[Opening Task data section]
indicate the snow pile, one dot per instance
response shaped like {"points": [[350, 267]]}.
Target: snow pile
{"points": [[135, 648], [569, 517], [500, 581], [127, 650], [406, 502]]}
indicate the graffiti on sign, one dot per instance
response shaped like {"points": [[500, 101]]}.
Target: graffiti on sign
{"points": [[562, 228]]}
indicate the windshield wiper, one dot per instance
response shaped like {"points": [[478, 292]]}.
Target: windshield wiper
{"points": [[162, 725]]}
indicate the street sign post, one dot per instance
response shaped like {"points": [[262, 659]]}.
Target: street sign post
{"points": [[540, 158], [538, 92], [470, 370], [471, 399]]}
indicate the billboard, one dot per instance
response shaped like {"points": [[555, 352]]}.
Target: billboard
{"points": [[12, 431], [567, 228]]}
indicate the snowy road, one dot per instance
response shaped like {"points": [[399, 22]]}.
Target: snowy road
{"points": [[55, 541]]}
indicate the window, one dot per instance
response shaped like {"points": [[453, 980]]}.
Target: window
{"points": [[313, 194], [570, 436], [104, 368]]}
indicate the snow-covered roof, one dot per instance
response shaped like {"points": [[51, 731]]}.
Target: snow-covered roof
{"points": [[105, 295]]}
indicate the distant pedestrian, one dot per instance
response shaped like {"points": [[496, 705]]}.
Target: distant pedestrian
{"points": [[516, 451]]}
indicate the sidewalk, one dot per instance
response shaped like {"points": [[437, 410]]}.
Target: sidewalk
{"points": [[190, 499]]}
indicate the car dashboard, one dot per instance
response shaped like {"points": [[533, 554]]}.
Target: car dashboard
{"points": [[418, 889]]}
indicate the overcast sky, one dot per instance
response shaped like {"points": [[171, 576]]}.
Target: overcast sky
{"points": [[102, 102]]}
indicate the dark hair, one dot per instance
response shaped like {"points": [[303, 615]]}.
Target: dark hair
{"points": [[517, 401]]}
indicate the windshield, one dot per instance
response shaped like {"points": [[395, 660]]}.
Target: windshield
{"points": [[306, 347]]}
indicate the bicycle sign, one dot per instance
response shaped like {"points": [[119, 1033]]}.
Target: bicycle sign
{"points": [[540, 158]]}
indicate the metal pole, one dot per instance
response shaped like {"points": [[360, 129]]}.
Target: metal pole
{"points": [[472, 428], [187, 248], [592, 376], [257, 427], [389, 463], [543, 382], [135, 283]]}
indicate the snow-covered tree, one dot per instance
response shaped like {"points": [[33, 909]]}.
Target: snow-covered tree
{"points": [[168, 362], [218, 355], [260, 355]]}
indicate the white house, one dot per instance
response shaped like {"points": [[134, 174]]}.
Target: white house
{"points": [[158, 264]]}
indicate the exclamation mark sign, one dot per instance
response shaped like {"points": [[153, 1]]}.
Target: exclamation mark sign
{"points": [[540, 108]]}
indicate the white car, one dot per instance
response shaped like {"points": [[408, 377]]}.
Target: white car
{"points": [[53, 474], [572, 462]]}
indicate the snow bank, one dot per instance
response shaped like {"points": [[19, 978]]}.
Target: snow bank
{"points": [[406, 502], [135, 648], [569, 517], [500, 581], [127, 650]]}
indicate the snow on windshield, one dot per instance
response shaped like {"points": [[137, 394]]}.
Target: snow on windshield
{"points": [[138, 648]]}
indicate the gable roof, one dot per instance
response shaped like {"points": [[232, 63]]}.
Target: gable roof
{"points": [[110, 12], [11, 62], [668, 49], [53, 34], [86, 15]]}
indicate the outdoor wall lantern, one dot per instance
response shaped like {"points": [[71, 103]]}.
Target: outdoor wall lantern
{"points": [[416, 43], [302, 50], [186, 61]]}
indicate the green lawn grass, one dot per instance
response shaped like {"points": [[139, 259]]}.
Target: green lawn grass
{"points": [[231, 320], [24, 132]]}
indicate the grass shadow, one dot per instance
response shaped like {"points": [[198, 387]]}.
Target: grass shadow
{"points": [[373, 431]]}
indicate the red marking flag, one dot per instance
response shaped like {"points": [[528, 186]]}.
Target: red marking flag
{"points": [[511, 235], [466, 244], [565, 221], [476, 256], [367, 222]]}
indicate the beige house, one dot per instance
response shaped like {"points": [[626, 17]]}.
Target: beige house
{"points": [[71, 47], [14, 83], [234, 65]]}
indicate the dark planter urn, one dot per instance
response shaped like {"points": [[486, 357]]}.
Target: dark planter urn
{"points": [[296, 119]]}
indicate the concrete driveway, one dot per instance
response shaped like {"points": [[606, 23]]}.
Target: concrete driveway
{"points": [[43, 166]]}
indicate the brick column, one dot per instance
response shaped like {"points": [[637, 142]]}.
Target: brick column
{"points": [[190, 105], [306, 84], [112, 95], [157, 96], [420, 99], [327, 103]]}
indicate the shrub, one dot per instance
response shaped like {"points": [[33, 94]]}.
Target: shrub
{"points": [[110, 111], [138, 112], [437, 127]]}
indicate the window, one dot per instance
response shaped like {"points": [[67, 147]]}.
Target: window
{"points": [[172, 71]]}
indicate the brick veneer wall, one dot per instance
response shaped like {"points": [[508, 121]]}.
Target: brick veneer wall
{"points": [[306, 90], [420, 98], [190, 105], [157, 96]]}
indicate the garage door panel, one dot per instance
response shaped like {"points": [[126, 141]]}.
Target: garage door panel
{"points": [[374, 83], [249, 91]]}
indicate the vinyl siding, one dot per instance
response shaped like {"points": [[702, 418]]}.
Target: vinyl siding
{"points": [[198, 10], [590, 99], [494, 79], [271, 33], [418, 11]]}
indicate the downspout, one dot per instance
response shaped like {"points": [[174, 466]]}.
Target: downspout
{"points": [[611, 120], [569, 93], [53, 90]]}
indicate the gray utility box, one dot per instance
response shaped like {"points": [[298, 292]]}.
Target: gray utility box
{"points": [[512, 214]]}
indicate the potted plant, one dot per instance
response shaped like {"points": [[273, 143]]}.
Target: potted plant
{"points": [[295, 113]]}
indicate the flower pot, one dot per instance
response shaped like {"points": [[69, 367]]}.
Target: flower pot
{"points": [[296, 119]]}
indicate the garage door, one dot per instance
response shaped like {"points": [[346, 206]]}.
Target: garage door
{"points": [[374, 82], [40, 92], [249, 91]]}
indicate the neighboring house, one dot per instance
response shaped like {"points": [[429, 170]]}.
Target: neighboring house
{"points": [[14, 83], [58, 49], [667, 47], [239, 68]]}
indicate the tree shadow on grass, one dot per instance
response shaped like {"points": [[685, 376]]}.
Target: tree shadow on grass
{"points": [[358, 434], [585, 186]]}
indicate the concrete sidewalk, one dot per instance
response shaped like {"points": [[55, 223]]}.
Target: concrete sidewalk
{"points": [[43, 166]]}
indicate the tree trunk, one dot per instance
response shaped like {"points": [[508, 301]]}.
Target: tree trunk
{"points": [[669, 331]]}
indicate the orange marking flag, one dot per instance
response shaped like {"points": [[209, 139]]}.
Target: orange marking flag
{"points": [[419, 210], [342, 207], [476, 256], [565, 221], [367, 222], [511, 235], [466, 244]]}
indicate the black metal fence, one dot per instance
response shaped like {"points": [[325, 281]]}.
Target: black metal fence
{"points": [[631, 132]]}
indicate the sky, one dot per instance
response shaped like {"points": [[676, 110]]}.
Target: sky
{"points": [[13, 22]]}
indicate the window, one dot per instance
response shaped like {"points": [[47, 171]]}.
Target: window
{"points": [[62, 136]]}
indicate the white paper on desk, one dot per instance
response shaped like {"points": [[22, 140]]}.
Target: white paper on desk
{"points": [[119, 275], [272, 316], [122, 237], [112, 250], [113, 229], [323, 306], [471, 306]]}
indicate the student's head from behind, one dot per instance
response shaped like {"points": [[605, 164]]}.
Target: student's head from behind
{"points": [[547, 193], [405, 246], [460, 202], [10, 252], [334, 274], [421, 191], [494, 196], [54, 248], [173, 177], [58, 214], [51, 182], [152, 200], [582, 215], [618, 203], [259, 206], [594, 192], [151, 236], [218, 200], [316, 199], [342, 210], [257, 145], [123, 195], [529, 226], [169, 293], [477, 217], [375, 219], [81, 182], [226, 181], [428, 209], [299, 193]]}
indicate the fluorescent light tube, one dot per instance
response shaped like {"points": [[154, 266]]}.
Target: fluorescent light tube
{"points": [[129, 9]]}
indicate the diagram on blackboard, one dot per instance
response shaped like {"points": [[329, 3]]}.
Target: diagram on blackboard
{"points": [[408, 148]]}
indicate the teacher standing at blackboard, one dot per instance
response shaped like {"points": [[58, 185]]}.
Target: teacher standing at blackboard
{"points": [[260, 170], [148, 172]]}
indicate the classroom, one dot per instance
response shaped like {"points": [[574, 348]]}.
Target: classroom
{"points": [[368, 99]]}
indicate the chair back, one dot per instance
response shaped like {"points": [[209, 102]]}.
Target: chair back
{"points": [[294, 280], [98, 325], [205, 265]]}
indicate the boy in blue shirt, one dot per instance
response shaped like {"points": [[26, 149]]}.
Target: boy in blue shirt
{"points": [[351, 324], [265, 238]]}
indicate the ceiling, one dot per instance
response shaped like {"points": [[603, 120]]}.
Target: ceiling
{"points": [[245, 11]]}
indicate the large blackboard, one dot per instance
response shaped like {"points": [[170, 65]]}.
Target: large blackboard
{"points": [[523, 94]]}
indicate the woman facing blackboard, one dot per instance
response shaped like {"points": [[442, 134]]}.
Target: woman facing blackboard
[Closing Task data section]
*Exercise directions:* Only the lines above from the one with "indicate the snow-covered roof, one" up to and including the one with "indicate the snow bank, one dot per instance" should be repeated, exactly as written.

*Written answer:*
indicate the snow-covered roof, one dot per instance
response shaped like {"points": [[51, 731]]}.
Target: snow-covered roof
{"points": [[105, 295]]}
indicate the distant pedestrian, one dot per instance
response shaped like {"points": [[496, 705]]}.
Target: distant pedestrian
{"points": [[516, 451]]}
indicate the sidewalk, one dot per instance
response shaped like {"points": [[437, 410]]}.
Target: sidewalk
{"points": [[190, 499]]}
indicate the car dashboard, one dot per instance
response shaped like {"points": [[533, 554]]}.
Target: car dashboard
{"points": [[418, 889]]}
indicate the overcast sky, one dot per instance
response shaped like {"points": [[171, 576]]}.
Target: overcast sky
{"points": [[102, 102]]}
indicate the dark hair, one dot per instance
response shaped like {"points": [[303, 615]]}.
Target: dark hair
{"points": [[517, 401]]}
indicate the windshield, one dot per instance
response shaped like {"points": [[395, 660]]}.
Target: windshield
{"points": [[306, 347]]}
indicate the bicycle sign, one dot per instance
response shaped like {"points": [[119, 1033]]}.
Target: bicycle sign
{"points": [[540, 158]]}
indicate the metal pole, one dot per instance
response shaped like {"points": [[360, 129]]}.
Target: metal pole
{"points": [[472, 428], [187, 248], [592, 376], [257, 427], [389, 463], [543, 382], [135, 283]]}
indicate the snow-covered tree, one dot per instance
response shaped like {"points": [[33, 909]]}.
Target: snow-covered tree
{"points": [[168, 362], [218, 355], [260, 355]]}
indicate the white house, one dot per instance
response shaped like {"points": [[134, 174]]}.
Target: white house
{"points": [[158, 264]]}
indicate the exclamation mark sign, one dot per instance
response shaped like {"points": [[153, 1]]}.
Target: exclamation mark sign
{"points": [[540, 108]]}
indicate the white car, one dot per instance
response shaped like {"points": [[408, 377]]}.
Target: white car
{"points": [[53, 474], [572, 462]]}
indicate the snow bank, one dot per instance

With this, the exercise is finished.